* Provided passage *
========================================

We ought to analyze global trends on terrorism and answer questions such as which countries suffer most from terrorism? Has terrorism activities increased globally? How many victims terrorist activities claim each year? Then we will try to predict terrorist activities using machine learning techniques. We will visualize terrorist activities globally and in the US, analyze global and local terrorist activities data, and predict terrorist activities in the US. Our data is obtained from The Global Terrorism Database (GTD) and includes terrorism data from 1970 to 2018. The main tools used are Pandas data frames, Folium for visualization, Numpy and Scipy for machine learning.
We hope this work is insightful and enable us in the future to accurately predict and prevent terrorist attacks.
import folium
from folium.plugins import MarkerCluster
import requests
import pandas as pandas
import numpy as numpy
import re
import html5lib
from datetime import datetime
from bs4 import BeautifulSoup
import json
import matplotlib.pyplot as plot
from sklearn import linear_model
from sklearn.preprocessing import PolynomialFeatures
from sklearn.linear_model import LinearRegression
import statsmodels.api as sm
To obtain the data on terrorist attacks, we registered an account on the Global Terrorism Database (GTD) website. Afterward, we had access to the data on terrorist attacks between 1970 – 2018. After downloading the data, we use Microsoft Excel to convert it into CSV. Then we load the data into python a Pandas Dataframe.

========================================

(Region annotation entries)
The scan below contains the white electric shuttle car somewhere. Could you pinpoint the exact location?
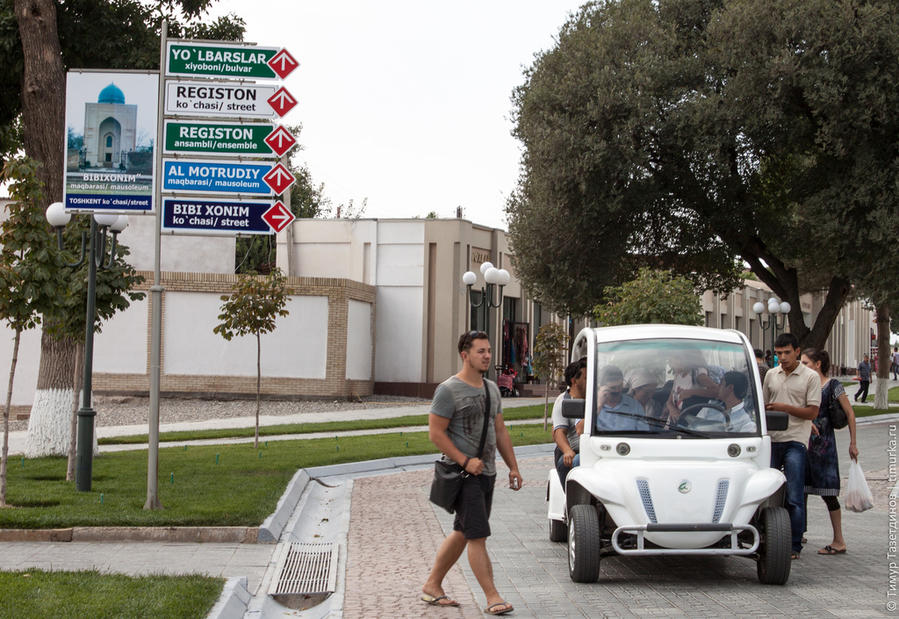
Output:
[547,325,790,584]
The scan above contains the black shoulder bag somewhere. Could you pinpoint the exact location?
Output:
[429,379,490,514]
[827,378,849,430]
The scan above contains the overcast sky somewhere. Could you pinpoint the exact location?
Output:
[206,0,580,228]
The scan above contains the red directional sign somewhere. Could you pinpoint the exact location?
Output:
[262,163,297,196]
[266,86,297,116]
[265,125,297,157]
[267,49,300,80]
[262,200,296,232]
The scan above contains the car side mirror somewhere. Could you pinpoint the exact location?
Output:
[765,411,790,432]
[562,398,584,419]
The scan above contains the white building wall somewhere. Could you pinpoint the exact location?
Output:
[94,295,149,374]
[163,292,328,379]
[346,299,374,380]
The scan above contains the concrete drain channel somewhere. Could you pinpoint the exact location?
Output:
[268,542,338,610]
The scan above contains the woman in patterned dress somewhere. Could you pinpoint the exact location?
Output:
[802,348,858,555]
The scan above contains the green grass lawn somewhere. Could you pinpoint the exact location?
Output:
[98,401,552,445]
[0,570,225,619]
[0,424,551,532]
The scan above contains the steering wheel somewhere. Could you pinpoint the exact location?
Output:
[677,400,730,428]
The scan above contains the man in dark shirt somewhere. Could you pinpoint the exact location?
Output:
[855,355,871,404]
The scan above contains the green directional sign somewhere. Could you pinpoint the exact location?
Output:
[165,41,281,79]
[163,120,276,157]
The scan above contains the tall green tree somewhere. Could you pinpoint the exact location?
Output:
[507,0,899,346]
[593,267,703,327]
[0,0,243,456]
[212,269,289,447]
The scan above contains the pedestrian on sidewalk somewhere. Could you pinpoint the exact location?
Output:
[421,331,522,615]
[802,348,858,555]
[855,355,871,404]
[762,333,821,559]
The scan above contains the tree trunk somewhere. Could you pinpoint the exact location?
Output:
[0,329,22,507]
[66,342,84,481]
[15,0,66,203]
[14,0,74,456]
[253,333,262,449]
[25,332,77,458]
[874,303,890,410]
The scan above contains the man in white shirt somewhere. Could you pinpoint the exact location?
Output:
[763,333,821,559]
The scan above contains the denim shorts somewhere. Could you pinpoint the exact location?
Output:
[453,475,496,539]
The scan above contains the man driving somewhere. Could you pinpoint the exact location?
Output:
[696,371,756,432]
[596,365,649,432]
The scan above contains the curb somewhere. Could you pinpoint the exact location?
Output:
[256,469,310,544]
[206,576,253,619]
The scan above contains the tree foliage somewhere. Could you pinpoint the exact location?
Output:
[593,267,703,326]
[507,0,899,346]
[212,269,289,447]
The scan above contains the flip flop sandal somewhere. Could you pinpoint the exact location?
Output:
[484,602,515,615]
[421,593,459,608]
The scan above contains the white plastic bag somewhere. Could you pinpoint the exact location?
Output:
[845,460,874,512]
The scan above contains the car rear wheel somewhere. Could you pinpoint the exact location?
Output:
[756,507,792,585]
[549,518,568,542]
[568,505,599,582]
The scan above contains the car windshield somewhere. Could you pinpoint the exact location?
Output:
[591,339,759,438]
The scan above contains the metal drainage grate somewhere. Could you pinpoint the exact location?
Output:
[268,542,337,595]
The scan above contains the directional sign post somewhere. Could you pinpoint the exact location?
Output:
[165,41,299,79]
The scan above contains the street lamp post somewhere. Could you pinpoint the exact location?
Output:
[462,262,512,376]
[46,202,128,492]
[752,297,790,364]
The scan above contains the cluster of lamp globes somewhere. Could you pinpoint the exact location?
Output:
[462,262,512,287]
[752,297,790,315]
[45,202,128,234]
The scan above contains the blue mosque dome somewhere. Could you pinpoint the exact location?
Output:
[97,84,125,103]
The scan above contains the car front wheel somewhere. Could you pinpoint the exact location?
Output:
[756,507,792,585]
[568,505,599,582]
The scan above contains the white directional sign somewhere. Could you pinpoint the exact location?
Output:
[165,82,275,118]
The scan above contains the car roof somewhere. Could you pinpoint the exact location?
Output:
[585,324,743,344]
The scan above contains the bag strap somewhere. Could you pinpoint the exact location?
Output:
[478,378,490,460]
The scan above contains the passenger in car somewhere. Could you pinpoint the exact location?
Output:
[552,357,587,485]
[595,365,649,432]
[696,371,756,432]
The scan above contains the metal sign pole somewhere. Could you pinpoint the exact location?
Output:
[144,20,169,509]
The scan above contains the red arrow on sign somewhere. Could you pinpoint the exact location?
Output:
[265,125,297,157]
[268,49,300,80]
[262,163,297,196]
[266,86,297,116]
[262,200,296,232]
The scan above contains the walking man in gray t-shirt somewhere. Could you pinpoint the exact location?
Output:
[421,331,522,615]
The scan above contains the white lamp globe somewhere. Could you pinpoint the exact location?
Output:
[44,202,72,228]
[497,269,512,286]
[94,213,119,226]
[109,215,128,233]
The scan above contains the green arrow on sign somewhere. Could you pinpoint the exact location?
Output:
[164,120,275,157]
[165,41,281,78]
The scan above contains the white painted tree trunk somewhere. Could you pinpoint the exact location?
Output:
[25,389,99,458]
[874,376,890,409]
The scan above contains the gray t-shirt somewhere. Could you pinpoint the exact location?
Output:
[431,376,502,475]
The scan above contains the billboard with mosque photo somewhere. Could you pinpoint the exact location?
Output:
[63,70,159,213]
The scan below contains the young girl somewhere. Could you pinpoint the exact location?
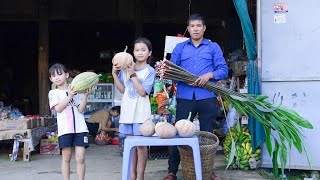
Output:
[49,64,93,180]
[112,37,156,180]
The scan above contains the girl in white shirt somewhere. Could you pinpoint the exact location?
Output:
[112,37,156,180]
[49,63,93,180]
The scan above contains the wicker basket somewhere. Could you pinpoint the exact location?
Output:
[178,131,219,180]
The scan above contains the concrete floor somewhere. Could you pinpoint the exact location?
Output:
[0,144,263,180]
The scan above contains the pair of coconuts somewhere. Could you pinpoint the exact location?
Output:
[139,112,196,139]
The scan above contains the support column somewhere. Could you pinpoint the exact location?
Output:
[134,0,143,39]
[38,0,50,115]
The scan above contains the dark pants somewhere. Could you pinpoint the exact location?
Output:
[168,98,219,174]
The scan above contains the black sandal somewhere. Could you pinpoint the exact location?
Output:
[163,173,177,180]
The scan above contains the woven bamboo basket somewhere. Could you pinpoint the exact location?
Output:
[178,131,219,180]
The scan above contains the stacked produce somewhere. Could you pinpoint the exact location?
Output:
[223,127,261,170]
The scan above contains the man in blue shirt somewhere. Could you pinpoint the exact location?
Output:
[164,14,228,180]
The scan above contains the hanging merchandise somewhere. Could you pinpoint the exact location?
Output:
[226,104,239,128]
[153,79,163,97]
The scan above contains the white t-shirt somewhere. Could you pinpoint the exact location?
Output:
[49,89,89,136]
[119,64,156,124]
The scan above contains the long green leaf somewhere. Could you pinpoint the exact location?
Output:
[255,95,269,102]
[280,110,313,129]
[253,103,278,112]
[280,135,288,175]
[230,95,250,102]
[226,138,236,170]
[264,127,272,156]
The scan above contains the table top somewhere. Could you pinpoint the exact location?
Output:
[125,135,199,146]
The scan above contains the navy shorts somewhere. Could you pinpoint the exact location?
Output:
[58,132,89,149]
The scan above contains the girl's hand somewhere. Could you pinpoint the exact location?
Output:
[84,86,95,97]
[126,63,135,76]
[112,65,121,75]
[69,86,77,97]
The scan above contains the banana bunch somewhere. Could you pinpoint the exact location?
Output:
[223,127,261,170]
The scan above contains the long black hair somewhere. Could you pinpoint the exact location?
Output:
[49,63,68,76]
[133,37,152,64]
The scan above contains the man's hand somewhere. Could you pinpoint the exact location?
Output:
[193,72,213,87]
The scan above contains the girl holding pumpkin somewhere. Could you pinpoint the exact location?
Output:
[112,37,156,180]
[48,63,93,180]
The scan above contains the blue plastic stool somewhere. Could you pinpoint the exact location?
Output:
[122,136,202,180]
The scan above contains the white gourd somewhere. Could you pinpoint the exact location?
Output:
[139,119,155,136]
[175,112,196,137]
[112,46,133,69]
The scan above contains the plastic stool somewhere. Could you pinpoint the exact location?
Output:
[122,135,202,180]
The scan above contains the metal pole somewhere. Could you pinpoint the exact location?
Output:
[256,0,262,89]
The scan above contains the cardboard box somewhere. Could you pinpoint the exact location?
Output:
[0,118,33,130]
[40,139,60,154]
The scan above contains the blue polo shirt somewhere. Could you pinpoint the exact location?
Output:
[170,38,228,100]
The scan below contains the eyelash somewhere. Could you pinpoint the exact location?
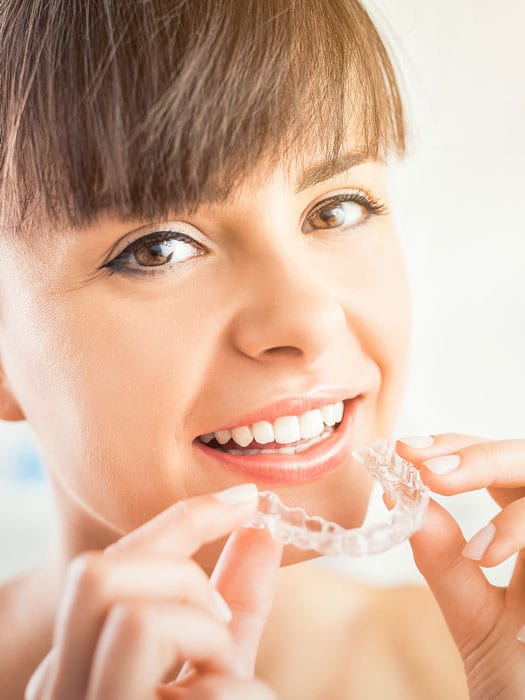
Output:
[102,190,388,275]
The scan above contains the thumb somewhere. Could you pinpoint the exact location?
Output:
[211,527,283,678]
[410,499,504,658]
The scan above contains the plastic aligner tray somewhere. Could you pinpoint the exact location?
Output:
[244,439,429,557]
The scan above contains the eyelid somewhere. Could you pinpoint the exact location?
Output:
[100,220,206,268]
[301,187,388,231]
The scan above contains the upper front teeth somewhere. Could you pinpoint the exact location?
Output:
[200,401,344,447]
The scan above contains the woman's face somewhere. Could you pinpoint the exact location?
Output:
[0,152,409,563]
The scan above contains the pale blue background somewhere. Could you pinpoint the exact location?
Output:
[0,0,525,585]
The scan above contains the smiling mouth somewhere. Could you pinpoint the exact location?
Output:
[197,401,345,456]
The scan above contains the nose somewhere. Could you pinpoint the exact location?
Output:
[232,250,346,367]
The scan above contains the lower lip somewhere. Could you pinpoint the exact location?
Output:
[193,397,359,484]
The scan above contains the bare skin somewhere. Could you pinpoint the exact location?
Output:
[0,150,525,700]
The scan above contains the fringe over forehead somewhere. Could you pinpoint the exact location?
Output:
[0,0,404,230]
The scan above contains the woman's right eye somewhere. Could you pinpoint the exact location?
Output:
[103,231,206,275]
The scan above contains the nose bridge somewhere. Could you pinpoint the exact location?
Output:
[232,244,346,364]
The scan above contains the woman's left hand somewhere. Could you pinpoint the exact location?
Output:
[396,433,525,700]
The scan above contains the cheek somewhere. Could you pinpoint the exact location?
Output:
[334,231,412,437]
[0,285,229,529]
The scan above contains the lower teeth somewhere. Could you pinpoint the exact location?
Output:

========================================

* What to work on *
**A)** In the terrorism data write-up, substitute "statistical modeling" for "machine learning" throughout everything from "We ought to" down to "for machine learning.", and write out the result.
**B)** According to the terrorism data write-up, what program was used to convert the downloaded data into CSV?
The records are separate material and have no connection to the terrorism data write-up.

* The replies *
**A)**
We ought to analyze global trends on terrorism and answer questions such as which countries suffer most from terrorism? Has terrorism activities increased globally? How many victims terrorist activities claim each year? Then we will try to predict terrorist activities using statistical modeling techniques. We will visualize terrorist activities globally and in the US, analyze global and local terrorist activities data, and predict terrorist activities in the US. Our data is obtained from The Global Terrorism Database (GTD) and includes terrorism data from 1970 to 2018. The main tools used are Pandas data frames, Folium for visualization, Numpy and Scipy for statistical modeling.

**B)** Microsoft Excel